In some implementations, the model generation module 118 uses one or more machine learning algorithms to generate the one or more models. Within examples, the one or more machine learning algorithms include hybrid machine-learning models of optimization techniques. In these techniques, Gradient Boosting and Random Forest classifiers are generated and evaluated using different evaluation metrics such as Coefficient of Determination, Root Mean Squared Error (RMSE), Mean Absolute Error (MAE), and Mean Absolute Percentage Error (MAPE). After generating the one or more models, the model generation module 118 stores the models as models 114 in the database 108.

REQUEST: Please reproduce the stretch of the passage on the model generation module from "In some implementations, the" through "the database 108." word for word.

(Stored data entries)
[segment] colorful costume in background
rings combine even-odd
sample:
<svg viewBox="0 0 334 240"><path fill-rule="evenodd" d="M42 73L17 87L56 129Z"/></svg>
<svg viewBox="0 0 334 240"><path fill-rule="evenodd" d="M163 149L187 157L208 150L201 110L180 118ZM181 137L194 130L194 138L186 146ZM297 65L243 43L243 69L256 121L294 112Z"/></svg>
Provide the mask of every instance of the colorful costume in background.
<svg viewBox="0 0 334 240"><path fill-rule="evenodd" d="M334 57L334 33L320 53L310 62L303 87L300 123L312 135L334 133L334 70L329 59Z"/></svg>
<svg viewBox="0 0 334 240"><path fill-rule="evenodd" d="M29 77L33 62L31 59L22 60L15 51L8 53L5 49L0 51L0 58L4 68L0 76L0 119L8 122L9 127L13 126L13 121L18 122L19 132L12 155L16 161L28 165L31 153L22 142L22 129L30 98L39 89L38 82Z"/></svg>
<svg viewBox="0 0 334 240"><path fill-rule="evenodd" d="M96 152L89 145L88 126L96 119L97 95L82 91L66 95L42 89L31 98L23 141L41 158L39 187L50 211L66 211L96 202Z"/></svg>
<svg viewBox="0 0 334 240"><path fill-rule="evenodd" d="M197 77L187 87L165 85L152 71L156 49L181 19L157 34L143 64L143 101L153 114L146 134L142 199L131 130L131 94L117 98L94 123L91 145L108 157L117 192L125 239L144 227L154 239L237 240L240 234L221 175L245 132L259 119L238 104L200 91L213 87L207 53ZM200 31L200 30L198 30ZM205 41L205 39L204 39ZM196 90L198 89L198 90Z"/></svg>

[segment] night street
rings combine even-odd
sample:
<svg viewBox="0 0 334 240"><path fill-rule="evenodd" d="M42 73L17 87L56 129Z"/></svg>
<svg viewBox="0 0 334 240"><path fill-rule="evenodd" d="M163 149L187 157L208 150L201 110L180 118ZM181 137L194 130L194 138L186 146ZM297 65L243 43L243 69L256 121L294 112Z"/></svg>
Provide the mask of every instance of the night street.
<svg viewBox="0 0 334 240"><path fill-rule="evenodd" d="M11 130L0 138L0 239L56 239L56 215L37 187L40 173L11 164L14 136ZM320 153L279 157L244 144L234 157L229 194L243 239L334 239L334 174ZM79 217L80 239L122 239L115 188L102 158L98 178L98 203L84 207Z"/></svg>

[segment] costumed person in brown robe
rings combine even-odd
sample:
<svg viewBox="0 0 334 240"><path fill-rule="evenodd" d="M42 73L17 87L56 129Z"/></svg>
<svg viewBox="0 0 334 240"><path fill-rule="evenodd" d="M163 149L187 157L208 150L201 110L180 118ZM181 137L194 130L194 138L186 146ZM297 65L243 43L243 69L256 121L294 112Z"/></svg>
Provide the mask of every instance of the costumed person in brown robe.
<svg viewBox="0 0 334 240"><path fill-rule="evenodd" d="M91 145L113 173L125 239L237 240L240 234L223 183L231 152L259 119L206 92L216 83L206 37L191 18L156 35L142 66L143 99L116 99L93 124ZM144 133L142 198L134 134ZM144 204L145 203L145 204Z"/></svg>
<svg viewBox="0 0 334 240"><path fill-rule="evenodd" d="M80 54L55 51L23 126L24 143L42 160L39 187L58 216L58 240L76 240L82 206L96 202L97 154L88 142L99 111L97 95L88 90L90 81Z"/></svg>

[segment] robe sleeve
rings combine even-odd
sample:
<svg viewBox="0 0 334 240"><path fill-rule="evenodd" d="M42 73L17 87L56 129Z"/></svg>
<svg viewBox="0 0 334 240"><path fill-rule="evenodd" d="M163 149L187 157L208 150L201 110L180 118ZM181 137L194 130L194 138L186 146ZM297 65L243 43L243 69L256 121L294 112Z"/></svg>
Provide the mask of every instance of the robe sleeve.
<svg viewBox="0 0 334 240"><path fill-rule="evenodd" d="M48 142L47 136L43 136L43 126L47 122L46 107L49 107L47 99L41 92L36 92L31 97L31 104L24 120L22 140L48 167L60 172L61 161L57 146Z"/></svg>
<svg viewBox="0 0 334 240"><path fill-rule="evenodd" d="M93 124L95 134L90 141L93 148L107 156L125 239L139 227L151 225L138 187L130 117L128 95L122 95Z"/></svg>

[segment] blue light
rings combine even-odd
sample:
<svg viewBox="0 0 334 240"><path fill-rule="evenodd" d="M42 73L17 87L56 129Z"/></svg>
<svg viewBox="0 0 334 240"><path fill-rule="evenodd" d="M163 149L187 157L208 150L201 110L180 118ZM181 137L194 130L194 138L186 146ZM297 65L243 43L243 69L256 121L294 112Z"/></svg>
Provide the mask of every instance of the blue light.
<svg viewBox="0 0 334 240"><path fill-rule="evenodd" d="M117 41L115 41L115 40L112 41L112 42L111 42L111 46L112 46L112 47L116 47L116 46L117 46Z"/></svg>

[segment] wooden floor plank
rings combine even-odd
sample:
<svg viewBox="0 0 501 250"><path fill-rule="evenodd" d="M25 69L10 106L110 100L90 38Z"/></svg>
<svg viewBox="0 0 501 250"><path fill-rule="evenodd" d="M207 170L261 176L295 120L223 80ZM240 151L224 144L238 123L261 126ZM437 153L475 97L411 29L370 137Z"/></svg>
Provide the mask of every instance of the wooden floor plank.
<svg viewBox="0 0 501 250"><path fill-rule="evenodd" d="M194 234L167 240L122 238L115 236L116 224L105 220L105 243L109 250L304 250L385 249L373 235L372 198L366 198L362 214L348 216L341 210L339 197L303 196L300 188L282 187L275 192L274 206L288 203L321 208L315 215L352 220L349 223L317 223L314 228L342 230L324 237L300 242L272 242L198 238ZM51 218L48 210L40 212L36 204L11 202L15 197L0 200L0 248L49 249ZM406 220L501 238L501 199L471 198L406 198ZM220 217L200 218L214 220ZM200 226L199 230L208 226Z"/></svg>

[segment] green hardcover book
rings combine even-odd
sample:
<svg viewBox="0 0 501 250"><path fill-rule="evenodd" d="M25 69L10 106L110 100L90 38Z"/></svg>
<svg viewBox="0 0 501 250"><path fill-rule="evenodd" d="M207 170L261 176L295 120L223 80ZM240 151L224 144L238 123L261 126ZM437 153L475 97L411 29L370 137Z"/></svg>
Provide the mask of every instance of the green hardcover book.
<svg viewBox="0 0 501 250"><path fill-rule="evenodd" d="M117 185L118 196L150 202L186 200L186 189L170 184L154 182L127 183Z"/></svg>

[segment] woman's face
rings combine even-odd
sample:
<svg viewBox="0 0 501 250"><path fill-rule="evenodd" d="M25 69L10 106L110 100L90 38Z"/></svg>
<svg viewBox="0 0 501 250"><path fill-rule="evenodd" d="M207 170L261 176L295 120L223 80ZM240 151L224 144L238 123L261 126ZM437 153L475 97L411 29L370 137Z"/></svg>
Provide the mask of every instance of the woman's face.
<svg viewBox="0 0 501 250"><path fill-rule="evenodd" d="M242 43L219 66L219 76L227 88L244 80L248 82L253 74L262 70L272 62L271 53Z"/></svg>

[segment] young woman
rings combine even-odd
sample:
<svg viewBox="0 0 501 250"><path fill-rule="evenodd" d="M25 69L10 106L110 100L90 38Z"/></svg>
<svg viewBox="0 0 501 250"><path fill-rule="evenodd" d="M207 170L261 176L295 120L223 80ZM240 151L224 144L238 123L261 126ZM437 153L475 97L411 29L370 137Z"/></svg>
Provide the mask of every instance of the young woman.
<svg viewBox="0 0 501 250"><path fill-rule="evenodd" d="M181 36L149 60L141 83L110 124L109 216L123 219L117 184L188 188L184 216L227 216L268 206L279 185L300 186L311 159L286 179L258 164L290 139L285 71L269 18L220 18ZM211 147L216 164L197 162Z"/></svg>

OUTPUT FOR THIS TASK:
In some implementations, the model generation module 118 uses one or more machine learning algorithms to generate the one or more models. Within examples, the one or more machine learning algorithms include hybrid machine-learning models of optimization techniques. In these techniques, Gradient Boosting and Random Forest classifiers are generated and evaluated using different evaluation metrics such as Coefficient of Determination, Root Mean Squared Error (RMSE), Mean Absolute Error (MAE), and Mean Absolute Percentage Error (MAPE). After generating the one or more models, the model generation module 118 stores the models as models 114 in the database 108.